About this task -
Since only the written part is wanted, repeat the records exactly and omit the pictures.

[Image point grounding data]
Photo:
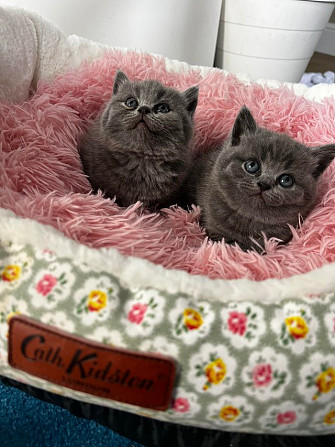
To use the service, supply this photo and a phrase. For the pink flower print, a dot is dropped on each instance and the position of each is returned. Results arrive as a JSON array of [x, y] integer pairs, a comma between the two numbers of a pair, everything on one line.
[[237, 322], [46, 284], [181, 405], [137, 312], [286, 418], [262, 374]]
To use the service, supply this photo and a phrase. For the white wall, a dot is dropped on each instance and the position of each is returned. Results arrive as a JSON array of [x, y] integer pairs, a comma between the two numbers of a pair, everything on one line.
[[179, 29]]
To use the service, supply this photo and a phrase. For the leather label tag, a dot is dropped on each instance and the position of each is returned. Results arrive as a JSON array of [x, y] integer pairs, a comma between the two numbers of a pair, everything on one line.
[[126, 376]]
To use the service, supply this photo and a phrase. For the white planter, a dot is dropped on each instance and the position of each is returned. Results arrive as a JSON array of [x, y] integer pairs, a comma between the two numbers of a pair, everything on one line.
[[271, 39]]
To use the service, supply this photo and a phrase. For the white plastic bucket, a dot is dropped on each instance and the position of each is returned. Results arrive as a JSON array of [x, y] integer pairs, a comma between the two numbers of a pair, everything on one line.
[[271, 39]]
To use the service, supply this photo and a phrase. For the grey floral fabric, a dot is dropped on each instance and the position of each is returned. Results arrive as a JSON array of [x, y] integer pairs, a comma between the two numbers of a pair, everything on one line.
[[243, 366]]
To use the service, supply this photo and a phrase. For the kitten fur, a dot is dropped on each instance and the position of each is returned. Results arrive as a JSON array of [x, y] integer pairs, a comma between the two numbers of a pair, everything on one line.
[[141, 150], [242, 207]]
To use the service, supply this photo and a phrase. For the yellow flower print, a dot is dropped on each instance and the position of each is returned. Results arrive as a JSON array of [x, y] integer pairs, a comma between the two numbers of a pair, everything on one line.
[[329, 418], [11, 273], [192, 319], [9, 317], [97, 300], [215, 372], [296, 326], [229, 413], [325, 381]]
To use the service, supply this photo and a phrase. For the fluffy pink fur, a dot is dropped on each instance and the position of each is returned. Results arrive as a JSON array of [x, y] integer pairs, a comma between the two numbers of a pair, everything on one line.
[[41, 176]]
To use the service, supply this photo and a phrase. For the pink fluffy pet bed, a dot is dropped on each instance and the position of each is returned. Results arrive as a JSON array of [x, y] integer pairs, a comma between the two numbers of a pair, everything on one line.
[[41, 175], [254, 345]]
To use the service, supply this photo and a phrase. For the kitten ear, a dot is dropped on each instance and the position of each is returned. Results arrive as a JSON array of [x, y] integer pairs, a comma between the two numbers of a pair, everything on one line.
[[324, 155], [191, 97], [120, 79], [244, 123]]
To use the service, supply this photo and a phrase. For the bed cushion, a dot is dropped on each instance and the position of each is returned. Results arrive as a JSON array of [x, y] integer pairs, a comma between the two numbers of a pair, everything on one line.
[[252, 335]]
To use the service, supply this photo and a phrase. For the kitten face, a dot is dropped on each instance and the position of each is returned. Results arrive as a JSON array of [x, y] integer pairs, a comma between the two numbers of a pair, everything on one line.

Exercise result -
Photo:
To use the service, supply this photo and a phrase. For the pink flower print, a dot is dropped on each instance and the position of each is returned. Results arrive as a JSON array of [x, y] integer pairs, a comma between the two numbers of a pair, everything on one line.
[[237, 322], [46, 284], [181, 405], [137, 312], [286, 418], [262, 374]]
To use the service, supply this photo and a phrase. For the white wall, a dot is dropped on each instance and the position of each is returned. Results arrive as a JSON array of [x, y] integer pairs, a comma between the two numbers of a pair, everything on one line.
[[179, 29]]
To use the service, supply this photo and a phrase. For the leather label tag, a dot is dropped on each instance and the position of each is returned. Results arrive as a JSON array of [x, y] integer pairs, a comma between the two numbers of a pair, everything on one line.
[[126, 376]]
To use the service, supply this photo and a phrase. For the white planter, a dot is dropped on each instance and the position of each is returned. Results arrive as a JSON array of [x, y] integer pairs, a comma between the two numbers of a pair, everything on one line.
[[271, 39]]
To use the service, supply this photo and a phrase. For the white plastic bucket, a dot is dropped on each instance and the position of each is returned. Results arrive as a JSON array of [x, y] integer pairs, a comma between the two numbers of a pair, everything on one line.
[[271, 39]]
To use the service, supply this photo and a phrase. For the grey floral fabric, a dot is dropped on each instance and the position of each is returned. Results arrive as a JSON array of [x, y] integer pairs, a comma between the two numbers of a pair, everything on one line.
[[243, 366]]
To use the service, supply this photo and a phrase. For the kitten fur, a dot is dropped on each instance and the position of each is returned. Results arrive as a JSON array of [x, y] integer pairs, a comma between the two numbers of a pair, everything on one line.
[[141, 150], [242, 207]]
To use the service, supply this photo and a phrase. For the yellow flower print, a dot is dropped on each instance and the position of each is returned. Results arrive as a JSON array of [x, y] integer pairs, a comma between the two numbers of a pair, everything on one line.
[[329, 418], [11, 273], [192, 319], [9, 317], [97, 300], [215, 372], [296, 326], [229, 413], [325, 381]]
To use the service, supply this photo and a phrase. For the fluffy pink fur, a dot is dropped on each instance and the position of each is returned. Results arrive as a JSON array of [x, y] integer pairs, a comma between the two numbers of a pair, everything on one line.
[[41, 176]]
To use the service, supply this photo and a phrase. For the pink fluffy pet bed, a dot is dropped on each instance and the position of each is returned. Results arrive as a JSON array of [x, y] integer pairs, a comma between the two numbers of a pair, everything on one line.
[[41, 175], [254, 345]]
To use the service, supply this photo and a phrase. For the kitten ear, a dot is dropped on each instance and the position of each is returned. Results arrive as a JSON array of [x, y] integer pairs, a comma between the two numbers of a pair, everything on one line.
[[324, 155], [191, 97], [120, 79], [244, 123]]
To use the service, supply this photo and a phrase. For the bed cushion, a dot is dropped on each instance and the position of each is returned. Results arrive as a JSON array of [x, y] integer pairs, a comma between the two numbers of a pair, everything on one line.
[[252, 335]]
To use the service, supply this photo and a phrase. For the kitten face, a dot is dropped on each instance and the position of each is returned. Results arrive as a JSON array of [x, y] integer pairs, a comma between the two numbers of a pair, everything on one line.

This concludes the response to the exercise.